====== Material to process ======

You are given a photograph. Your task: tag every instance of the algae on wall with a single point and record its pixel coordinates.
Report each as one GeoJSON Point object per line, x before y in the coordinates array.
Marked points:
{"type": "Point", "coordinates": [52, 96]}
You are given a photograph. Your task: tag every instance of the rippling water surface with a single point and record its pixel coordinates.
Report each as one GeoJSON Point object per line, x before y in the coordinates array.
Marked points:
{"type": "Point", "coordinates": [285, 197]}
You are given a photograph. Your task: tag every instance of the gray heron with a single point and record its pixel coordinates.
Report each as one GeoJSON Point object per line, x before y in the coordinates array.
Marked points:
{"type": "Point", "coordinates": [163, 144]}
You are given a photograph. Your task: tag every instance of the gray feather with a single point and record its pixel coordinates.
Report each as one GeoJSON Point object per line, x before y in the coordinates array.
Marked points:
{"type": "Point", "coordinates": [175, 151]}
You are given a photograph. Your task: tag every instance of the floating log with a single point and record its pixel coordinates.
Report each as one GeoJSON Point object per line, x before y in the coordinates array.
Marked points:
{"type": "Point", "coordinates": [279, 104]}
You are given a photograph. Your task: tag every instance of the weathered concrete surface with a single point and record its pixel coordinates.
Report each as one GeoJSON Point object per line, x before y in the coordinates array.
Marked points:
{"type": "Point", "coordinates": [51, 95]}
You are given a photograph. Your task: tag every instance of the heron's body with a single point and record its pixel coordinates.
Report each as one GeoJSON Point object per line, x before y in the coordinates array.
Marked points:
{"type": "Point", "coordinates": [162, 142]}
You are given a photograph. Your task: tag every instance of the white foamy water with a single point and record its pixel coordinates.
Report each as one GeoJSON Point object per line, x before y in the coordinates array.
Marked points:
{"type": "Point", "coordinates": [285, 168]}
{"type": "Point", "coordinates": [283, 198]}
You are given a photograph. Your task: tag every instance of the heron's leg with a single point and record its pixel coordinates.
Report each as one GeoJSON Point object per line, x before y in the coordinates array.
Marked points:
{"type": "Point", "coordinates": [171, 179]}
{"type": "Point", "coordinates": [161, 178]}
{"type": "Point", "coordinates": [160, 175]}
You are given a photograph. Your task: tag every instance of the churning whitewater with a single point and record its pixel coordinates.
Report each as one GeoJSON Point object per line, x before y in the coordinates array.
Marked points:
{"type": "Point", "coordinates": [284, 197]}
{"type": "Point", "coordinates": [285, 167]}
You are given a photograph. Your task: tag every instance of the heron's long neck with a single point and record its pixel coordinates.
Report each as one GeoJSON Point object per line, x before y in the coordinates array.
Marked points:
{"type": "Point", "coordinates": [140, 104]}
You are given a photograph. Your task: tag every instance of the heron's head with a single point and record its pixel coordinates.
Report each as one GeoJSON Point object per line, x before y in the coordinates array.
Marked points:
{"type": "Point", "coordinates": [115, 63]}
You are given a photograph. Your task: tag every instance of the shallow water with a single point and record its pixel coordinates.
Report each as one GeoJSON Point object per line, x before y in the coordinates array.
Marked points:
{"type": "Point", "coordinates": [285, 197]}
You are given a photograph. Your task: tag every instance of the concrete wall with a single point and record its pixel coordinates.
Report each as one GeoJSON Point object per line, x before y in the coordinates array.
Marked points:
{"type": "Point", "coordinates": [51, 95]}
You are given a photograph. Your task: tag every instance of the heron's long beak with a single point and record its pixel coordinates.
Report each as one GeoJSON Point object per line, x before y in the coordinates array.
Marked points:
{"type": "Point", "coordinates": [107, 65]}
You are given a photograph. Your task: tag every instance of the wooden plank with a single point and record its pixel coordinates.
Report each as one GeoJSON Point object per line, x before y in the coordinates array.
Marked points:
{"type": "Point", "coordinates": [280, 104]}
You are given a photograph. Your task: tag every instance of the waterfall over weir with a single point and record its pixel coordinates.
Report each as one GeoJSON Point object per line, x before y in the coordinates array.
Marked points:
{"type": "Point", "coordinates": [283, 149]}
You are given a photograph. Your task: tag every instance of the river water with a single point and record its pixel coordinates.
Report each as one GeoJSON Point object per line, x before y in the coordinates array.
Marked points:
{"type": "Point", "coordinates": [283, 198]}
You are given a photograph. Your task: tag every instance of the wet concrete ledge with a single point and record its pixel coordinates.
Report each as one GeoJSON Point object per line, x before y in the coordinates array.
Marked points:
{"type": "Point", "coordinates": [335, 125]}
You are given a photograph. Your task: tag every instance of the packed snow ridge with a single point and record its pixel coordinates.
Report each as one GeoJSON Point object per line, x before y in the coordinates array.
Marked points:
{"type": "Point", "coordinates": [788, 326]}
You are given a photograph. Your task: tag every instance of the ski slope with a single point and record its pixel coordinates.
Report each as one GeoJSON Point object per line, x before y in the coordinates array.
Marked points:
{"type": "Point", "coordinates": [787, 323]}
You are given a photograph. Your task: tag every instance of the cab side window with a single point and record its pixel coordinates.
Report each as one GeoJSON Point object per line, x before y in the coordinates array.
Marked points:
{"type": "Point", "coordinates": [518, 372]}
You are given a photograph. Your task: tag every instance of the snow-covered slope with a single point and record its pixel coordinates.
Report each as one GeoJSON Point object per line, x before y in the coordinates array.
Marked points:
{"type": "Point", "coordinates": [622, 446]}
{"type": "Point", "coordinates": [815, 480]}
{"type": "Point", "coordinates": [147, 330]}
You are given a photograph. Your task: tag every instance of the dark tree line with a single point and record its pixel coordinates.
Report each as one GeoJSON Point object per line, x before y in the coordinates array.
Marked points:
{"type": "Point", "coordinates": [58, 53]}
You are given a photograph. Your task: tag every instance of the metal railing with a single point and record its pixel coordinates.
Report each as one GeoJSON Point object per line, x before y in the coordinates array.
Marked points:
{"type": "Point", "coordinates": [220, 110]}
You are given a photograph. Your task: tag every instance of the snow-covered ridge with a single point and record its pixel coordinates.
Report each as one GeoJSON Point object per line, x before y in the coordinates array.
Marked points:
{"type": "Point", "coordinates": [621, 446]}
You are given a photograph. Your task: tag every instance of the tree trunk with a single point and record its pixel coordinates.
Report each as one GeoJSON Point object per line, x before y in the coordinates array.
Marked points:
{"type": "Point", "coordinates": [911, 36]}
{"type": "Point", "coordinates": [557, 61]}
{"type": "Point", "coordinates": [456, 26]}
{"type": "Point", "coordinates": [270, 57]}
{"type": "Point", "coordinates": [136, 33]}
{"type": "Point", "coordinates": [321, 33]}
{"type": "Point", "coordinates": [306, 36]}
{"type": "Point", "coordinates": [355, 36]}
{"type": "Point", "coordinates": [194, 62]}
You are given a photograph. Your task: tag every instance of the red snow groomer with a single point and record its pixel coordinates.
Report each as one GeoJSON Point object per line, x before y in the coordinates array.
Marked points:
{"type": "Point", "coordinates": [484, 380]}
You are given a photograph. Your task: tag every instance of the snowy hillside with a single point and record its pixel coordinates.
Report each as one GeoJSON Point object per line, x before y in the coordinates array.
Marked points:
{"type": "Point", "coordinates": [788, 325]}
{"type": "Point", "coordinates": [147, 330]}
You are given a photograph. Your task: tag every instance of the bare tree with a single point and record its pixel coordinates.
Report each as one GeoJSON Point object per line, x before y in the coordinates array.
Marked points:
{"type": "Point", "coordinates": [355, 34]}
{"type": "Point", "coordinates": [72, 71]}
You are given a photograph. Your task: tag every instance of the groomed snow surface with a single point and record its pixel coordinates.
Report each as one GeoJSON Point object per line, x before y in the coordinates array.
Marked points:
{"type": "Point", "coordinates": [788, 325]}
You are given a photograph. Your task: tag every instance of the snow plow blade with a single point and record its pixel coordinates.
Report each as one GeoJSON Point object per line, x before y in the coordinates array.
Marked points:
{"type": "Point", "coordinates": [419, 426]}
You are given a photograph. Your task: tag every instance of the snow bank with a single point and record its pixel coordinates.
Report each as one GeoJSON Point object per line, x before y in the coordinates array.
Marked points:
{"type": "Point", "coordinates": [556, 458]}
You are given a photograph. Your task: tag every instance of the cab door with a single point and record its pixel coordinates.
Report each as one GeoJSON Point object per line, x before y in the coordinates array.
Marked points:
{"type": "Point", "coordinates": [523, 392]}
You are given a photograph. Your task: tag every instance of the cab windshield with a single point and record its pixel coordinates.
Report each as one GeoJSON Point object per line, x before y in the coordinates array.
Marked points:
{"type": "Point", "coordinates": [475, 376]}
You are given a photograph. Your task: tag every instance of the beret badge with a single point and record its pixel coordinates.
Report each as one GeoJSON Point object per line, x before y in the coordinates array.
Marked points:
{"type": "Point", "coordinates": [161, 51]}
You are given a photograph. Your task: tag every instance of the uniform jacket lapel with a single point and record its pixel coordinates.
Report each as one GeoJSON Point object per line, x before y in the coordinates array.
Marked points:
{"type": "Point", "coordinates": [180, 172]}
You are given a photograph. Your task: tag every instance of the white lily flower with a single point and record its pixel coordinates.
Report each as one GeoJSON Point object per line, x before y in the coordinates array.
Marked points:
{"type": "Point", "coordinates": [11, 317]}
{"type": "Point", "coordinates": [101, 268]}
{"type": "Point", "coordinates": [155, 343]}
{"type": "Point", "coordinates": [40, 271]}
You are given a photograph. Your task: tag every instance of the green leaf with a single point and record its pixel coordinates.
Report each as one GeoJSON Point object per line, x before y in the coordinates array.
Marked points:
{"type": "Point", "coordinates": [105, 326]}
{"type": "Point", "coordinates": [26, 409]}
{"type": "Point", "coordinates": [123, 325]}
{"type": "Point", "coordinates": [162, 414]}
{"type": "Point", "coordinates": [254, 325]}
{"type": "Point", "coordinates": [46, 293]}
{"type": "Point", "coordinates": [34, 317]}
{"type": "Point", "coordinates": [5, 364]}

======

_Short problem_. Reproduce, word for word, only the lines from the one that contains "the white lily" through the final line.

_Finished exercise_.
You are given a photograph. Your task: tag every instance of the white lily flower with a single point and record its pixel coordinates.
Report each as one GeoJSON Point object per line, x before y in the coordinates array.
Marked points:
{"type": "Point", "coordinates": [11, 317]}
{"type": "Point", "coordinates": [101, 268]}
{"type": "Point", "coordinates": [155, 343]}
{"type": "Point", "coordinates": [40, 271]}
You are given a photograph. Your task: tag every instance of the green leaf with a single point and record its pixel coordinates.
Report each as one GeoJSON Point object per line, x before y in the coordinates array.
Marked points:
{"type": "Point", "coordinates": [105, 326]}
{"type": "Point", "coordinates": [26, 409]}
{"type": "Point", "coordinates": [123, 325]}
{"type": "Point", "coordinates": [162, 414]}
{"type": "Point", "coordinates": [254, 325]}
{"type": "Point", "coordinates": [46, 293]}
{"type": "Point", "coordinates": [34, 317]}
{"type": "Point", "coordinates": [5, 364]}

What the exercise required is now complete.